* begin Data records *

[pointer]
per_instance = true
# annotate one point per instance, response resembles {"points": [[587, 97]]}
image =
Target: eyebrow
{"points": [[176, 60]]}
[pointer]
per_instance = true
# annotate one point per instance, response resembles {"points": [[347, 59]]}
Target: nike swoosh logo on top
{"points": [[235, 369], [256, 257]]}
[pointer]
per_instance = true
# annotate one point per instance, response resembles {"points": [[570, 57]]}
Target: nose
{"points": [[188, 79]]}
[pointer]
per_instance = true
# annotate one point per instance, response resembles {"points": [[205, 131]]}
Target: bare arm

* end Data records *

Substitute "Label" for every "Target" in the lines above, and leave everything else as it is.

[pointer]
per_instance = true
# annotate one point per instance, response resembles {"points": [[587, 97]]}
image =
Label: eyebrow
{"points": [[176, 60]]}
[pointer]
per_instance = true
# annotate one point per instance, response resembles {"points": [[347, 59]]}
Label: nike swoosh logo on top
{"points": [[235, 369], [256, 257]]}
[pointer]
per_instance = true
# annotate one point per instance, response resembles {"points": [[570, 57]]}
Label: nose
{"points": [[188, 79]]}
[pointer]
per_instance = true
# annotate one point per instance, response resembles {"points": [[205, 131]]}
Label: bare arm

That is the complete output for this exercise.